▶ [PAGE EXTRACT]
--- --- ---

Archive

Archive for the ‘General post’ Category

Benford’s Law after converting count data to be in base 5

March 8, 2012 2 comments

Firstly, I know nothing about election fraud – this isn’t a serious post. But, I do like to do some simple coding. Ben Goldacre posted on using Benford’s Law to look for evidence of Russian election fraud. Then Richie Cotton did the same, but using R. Commenters on both sites suggested that as the data didn’t span a large order of magnitude, turning it into a lower base (e.g. base 5) may helpful. I’ve no idea if this would be helpful, but the idea of messing around with the data was appealing, so here it is.

The as.binary() function was posted to R-help by Robin Hankin. The code to do the analysis was by Richie Cotton. Putting it all together gives:

The graph...

So there we have it – with the numerical data in base 5, the observed and expected values are closer together than with the numerical data in base 10. The overall dynamic range is from 1 to 30430 (in base 5).

The data are here. The code you’ll need is:-

 
## repeat the analysis but with base 5
rm(list = ls())
library(reshape)
library(stringr)
library(ggplot2)
russian <- read.csv("Russian observed results - FullData.csv")

as.binary <- function(n,base=2 , r=FALSE){ 
  ## function written by robin hankin
  out <- NULL 
  while(n > 0) { 
    if(r) { 
      out <- c(out , n%%base) 
    } else { 
      out <- c(n%%base , out) 
    } 
    n <- n %/% base 
  } 
  ans <- str_c(out, collapse = "")
  return(ans)
}
russian <- melt(
  russian[, 9:13], 
  variable_name = "candidate"
  )
russian$base_5_value <- apply(as.matrix(russian$value), MARGIN = 1,
                              FUN = as.binary, base = 5)
russian$base_5_value_1st = str_extract(russian$base_5_value, "[123456789]")

first_digit_counts <- as.vector(table(russian$base_5_value_1st))

first_digit_actual_vs_expected <- data.frame(
  digit            = 1:4,
  actual.count     = first_digit_counts,   
  actual.fraction  = first_digit_counts / nrow(russian),
  benford.fraction = log(1 + 1 / (1:4), base = 5)
  )

a_vs_e <- melt(first_digit_actual_vs_expected[, c("digit", "actual.fraction", "benford.fraction")], id.var = "digit")

--- --- ---

▶ [PROBLEMS TO SOLVE]
1: Please rewrite everything in the Benford's Law post from "first_digit_counts <- as.vector(table(russian$base_5_value_1st))" down to "(1:4), base = 5)", replacing "first_digit_counts" with "leading_digit_counts".
2: According to the Benford's Law post, who wrote the as.binary() function?
Base your work only on the Benford's Law post.

[Labeled point records]
--- --- ---

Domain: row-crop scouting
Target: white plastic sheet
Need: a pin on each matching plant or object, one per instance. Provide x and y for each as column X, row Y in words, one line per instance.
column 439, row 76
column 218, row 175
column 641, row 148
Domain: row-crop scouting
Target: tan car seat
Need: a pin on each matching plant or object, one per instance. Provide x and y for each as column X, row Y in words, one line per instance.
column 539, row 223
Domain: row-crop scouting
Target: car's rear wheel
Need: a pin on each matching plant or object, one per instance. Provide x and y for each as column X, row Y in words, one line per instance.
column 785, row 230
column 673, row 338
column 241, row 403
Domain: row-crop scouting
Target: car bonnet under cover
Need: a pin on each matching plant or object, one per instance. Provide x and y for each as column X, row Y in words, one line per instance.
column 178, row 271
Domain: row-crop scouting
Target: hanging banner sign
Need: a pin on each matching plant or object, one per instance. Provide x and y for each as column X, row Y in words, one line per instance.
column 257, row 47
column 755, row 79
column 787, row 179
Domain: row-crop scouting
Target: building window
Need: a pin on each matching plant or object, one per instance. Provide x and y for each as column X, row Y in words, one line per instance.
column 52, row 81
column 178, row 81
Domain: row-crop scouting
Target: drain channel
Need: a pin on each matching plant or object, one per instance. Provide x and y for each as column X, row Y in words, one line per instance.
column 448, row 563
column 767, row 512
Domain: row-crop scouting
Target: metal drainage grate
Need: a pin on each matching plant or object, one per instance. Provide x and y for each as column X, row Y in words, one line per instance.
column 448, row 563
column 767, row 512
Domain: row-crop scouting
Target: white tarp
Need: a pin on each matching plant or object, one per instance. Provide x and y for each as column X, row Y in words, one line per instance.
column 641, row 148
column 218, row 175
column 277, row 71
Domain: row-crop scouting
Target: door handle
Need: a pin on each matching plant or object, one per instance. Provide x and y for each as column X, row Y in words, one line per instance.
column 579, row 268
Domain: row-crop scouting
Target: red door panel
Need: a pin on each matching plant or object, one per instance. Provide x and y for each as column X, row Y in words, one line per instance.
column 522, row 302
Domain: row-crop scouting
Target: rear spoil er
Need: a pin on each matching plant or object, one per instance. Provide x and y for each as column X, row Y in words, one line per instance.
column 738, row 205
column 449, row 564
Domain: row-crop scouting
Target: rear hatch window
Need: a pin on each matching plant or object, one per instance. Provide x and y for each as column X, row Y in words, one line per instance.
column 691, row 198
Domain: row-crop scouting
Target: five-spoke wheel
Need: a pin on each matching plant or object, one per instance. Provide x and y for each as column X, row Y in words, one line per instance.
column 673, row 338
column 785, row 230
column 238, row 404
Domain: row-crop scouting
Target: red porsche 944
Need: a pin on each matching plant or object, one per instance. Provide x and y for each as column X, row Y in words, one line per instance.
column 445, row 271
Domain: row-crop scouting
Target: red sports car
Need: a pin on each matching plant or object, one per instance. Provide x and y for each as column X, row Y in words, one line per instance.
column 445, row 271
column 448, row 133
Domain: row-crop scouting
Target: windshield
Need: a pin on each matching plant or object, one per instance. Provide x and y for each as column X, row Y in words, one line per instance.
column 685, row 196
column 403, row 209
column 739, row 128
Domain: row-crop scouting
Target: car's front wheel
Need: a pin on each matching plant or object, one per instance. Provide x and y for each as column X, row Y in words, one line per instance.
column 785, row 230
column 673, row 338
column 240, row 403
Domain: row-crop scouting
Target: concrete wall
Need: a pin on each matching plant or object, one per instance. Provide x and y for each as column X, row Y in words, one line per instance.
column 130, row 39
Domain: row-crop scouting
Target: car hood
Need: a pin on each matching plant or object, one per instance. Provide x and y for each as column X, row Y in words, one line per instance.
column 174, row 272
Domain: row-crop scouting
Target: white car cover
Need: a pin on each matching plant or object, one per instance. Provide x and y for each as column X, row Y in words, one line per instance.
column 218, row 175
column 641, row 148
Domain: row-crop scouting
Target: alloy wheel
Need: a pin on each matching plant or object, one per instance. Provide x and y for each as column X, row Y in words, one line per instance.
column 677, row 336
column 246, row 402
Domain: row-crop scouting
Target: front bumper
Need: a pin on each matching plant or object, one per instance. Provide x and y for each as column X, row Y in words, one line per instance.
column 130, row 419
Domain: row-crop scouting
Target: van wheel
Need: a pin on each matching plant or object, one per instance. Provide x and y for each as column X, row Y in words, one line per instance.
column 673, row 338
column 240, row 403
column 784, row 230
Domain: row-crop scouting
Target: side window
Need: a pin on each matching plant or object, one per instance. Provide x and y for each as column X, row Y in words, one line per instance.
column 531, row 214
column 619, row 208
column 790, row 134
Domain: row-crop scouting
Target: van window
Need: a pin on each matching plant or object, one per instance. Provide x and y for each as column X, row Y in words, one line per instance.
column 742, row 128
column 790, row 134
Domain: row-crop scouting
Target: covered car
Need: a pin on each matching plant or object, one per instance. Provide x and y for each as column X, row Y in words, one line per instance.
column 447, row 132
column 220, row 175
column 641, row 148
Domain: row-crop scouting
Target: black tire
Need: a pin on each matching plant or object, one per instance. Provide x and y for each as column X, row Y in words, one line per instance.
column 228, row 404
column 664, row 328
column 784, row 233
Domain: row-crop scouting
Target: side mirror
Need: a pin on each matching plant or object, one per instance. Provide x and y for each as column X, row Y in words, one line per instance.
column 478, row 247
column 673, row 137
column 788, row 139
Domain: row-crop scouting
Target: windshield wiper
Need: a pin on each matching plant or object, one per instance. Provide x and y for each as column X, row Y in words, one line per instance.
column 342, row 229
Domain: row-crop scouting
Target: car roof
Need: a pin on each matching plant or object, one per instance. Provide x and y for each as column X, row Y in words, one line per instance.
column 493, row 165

--- --- ---

▶ [RESULTS OF THE TASKS]
1:
leading_digit_counts <- as.vector(table(russian$base_5_value_1st))

first_digit_actual_vs_expected <- data.frame(
  digit            = 1:4,
  actual.count     = leading_digit_counts,   
  actual.fraction  = leading_digit_counts / nrow(russian),
  benford.fraction = log(1 + 1 / (1:4), base = 5)

2: Robin Hankin, who posted it to R-help.